In Poland, palliative care for children has been mainly provided by specialized pediatric palliative home care teams. Due to the logistics (the distance between the hospice’s office and the children’s homes varies from 15 to 100 kilometres) there was no possibility of bedside teaching; however, there is also a plan to open a hospice ward for children within the next two years. In the presented research, the students expressed a need for more teaching in psychology. Those observations confirm the results of other research. Previous studies have showed that palliative medicine is a rich area to provide teaching about other forms of medical practice to students such as the patient-doctor communication, relationship, caring, and empathy [9, 47–51].
There are some limitations to this study that should be kept in mind when interpreting the findings. Evaluation of the efficacy of training and changes in the students’ attitudes was performed directly after completion of the programme. Thus, long-term influence of training on the level of knowledge and attitudes of respondents is difficult to determine. In future, a follow-up study should be considered, in order to properly evaluate the effects of training; however, performing of such a follow-up study may be difficult from the logistic point of view. The authors may have difficulties with distribution of the questionnaire among absolvents, who will have started working in various centres around Poland by then, and the university does not collect such data. Additionally, it should be remembered that the programme had a pilot character and the presented results should be considered as initial, serving as a starting point for future research.

» **ACTIONS TO TAKE**:
**a.** According to the palliative care teaching passage, previous studies found that palliative medicine can teach students about other forms of medical practice. Name every one of those forms.
**b.** Resume the palliative care teaching passage right after its last sentence.

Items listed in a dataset
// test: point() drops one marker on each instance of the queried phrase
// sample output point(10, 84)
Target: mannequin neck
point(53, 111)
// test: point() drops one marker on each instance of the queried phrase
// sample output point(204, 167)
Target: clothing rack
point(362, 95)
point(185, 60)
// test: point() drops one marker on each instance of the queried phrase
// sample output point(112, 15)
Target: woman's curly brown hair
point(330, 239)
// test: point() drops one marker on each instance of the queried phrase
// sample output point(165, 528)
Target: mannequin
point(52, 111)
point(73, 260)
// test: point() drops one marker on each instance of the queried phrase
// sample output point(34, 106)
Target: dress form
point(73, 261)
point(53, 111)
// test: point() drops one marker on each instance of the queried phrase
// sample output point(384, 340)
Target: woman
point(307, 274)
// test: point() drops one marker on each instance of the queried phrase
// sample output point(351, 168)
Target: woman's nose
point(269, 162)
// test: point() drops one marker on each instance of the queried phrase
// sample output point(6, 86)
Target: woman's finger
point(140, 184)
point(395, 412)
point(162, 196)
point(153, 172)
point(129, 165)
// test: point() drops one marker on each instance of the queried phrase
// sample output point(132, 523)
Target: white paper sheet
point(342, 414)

==

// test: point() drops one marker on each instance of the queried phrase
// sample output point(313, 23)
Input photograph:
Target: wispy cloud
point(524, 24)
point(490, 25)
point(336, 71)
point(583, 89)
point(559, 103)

» **ANSWERS BY TASK**:
**a.** patient-doctor communication, relationship, caring, empathy

**b.**
The results presented indicate that the outcome of pilot paediatric palliative care educational programme was really feasible and well received by the students. Pregraduate educational intervention may improve cooperation of home hospice team with GPs and hospitals staff. However, the number of hours devoted to pediatric palliative care in the curriculum is short and some issues, especially psychological, are not covered enough.
Conflict of Interests
The authors have no conflict of interests to disclose.
The programme has been awarded and 90% financed by the Foundation for the Development of the Education System, Measure V Edition, Development of the Polish Higher Education Institution. Since August 2009, the project has been completed with the support granted by Iceland, Liechtenstein, and Norway by means of cofinancing from the European Economic Area Financial Mechanism and the Norwegian Financial Mechanism, as a part of the Scholarship and Training Fund. Sponsor was not involved in the conduct of the study or development of the submission.